Estratto fornito:
>>>>

XI
GLI ULTIMI ANNI

 

Ciò che più colpisce del desiderio dì fra Umile di rientrare in Calabria è il primo gesto che egli compì quando arrivò a Bisignano. Congedata la gente, prima di rientrare nella clausura del convento, in quei grandi corridoi in cui si disponevano le celle, egli si fermò in chiesa inginocchiandosi davanti all'altare della Vergine Maria: la sua preghiera fu di ringraziamento per aver­gli permesso di ritornare vivo in quel luogo dove voleva prepararsi alla morte. Attraversando poi quei grandi corridoi del convento gli si senti dire sottovoce: "Qui sarà il mio riposo", alludendo alla sua futura morte.

<<<<

Contenuto dei dati:
>>>>

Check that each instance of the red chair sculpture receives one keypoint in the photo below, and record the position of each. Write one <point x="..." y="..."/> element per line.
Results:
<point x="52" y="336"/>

<<<<

Consegne:
1) Secondo l'estratto, davanti a quale altare si inginocchiò fra Umile nella chiesa di Bisignano?
2) Riassumi l'estratto in due frasi.
I dati provengono da una fonte diversa da quella dell'estratto.

Soluzioni:
1) Davanti all'altare della Vergine Maria.

2) Arrivato a Bisignano, prima di rientrare nella clausura del convento, fra Umile si inginocchiò in chiesa davanti all'altare della Vergine Maria. Lì ringraziò di essere tornato vivo nel luogo dove voleva prepararsi alla morte, e poi, attraversando i corridoi del convento, disse sottovoce: "Qui sarà il mio riposo".